Exercise task A: Reproduce word for word the passage of the television rights article between "New York’s High Court" and "Orioles and their broadcasting network.", inclusive.
Exercise task B: According to the television rights article, what was the Nationals team called before it was relocated to Washington, D.C.?

New York’s High Court Ends Marathon Television Rights Valuation DisputeJune 2, 2023 – Sports Litigation Alert; Professional Sports and the Law
Co-chairs of Herrick's Sports Law Group, Irwin Kishner and Dan Etna and associate Silvia Stockman published an article in the Sports Litigation Alert discussing the New York Court of Appeals decision on the decade-long valuation dispute over telecast fees involving the Washington Nationals, Baltimore Orioles and their broadcasting network.
An April 2023 decision from the Court of Appeals of New York has brought an end to the decade-long valuation dispute over telecast fees involving the Washington Nationals, Baltimore Orioles, and their broadcasting network. After several years of arbitration within MLB’s internal forum—and several more of litigation in New York state courts disputing the validity of that arbitration process—New York’s highest court upheld MLB’s internal arbitration procedures and confirmed the resulting award. By making this decision, published as TCR Sports Broadcasting Holding, LLP v WN Partner, LLC, 2023 N.Y. Slip Op. 02090, 2023 WL 3061481, (2023), New York’s highest court further establishes that sophisticated, counseled parties—including private sports leagues—will be held to the terms of their contracts.
Nationals Enter D.C. Market, Ruffling Orioles’ Feathers
The decision concerns a television broadcasting rights valuation dispute between MLB, TCR Sports Broadcasting Holding, LLC (“TCR”), the Orioles and the Nationals. The conflict arose over the National’s entrance to MLB’s Mid-Atlantic region, previously exclusively occupied by the Orioles. The Nationals, formerly the Montreal Expos, were purchased by MLB, re-branded, and relocated to Washington, D.C.—a territory squarely within the Orioles’ Mid-Atlantic territory. The Orioles, apprehensive about the entrance of a new MLB team in a city that accounted for a significant portion of their fan base and revenue, objected to the plan, launching the dispute.

Rows:
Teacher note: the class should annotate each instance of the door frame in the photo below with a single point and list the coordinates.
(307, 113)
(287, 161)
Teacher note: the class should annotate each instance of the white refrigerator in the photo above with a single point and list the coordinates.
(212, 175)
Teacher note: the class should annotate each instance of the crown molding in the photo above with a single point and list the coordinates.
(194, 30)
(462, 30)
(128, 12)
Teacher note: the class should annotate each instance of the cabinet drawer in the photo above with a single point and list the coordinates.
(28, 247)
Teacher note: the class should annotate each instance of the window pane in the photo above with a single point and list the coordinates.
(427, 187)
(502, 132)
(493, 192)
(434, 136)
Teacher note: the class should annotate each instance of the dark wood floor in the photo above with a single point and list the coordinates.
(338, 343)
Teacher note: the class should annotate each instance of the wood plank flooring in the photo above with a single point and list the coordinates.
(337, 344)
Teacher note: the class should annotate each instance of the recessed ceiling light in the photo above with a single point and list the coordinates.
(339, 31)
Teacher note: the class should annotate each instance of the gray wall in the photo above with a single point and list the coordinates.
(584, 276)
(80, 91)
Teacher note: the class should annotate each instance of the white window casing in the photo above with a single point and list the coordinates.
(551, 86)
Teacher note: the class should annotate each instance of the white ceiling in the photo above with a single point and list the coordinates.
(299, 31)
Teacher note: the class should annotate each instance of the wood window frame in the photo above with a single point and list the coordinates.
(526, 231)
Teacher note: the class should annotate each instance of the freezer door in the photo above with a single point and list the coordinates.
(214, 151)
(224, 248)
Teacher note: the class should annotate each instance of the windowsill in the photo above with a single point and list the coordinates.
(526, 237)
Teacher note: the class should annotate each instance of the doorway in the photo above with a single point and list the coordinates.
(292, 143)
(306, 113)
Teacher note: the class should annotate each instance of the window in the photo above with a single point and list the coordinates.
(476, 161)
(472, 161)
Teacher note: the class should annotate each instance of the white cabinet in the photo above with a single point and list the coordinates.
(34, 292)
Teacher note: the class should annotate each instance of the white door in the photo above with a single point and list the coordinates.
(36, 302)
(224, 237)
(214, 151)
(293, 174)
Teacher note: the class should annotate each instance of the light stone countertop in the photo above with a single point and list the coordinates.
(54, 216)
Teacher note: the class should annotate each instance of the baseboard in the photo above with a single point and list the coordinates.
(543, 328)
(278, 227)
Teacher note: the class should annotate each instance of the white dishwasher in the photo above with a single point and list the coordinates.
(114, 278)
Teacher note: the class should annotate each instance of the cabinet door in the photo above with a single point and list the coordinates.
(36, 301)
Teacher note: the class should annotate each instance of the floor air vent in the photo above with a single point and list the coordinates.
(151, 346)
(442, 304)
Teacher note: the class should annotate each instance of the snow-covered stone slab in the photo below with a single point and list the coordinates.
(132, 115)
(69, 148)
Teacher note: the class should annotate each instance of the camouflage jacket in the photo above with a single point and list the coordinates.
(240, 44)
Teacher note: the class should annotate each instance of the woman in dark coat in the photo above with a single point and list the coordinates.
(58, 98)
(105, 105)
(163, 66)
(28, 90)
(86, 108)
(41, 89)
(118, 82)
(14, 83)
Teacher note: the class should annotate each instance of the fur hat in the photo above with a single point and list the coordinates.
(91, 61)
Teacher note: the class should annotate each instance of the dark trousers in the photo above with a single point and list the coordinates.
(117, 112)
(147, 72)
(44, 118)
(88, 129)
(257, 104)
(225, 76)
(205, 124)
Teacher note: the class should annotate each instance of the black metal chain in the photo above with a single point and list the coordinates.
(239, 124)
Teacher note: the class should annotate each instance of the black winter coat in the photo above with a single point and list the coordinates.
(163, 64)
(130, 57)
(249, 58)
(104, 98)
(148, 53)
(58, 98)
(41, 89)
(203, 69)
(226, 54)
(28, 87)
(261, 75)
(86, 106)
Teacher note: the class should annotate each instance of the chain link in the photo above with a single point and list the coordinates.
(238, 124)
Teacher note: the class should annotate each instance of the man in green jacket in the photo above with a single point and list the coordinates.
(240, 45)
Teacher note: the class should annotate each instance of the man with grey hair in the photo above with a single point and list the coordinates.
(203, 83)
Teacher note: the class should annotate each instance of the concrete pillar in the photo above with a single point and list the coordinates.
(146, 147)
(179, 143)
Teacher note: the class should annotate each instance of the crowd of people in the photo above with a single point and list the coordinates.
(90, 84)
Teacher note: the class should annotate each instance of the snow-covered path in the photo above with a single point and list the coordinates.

Right answer A:
New York’s High Court Ends Marathon Television Rights Valuation DisputeJune 2, 2023 – Sports Litigation Alert; Professional Sports and the Law
Co-chairs of Herrick's Sports Law Group, Irwin Kishner and Dan Etna and associate Silvia Stockman published an article in the Sports Litigation Alert discussing the New York Court of Appeals decision on the decade-long valuation dispute over telecast fees involving the Washington Nationals, Baltimore Orioles and their broadcasting network.

Right answer B: The Montreal Expos.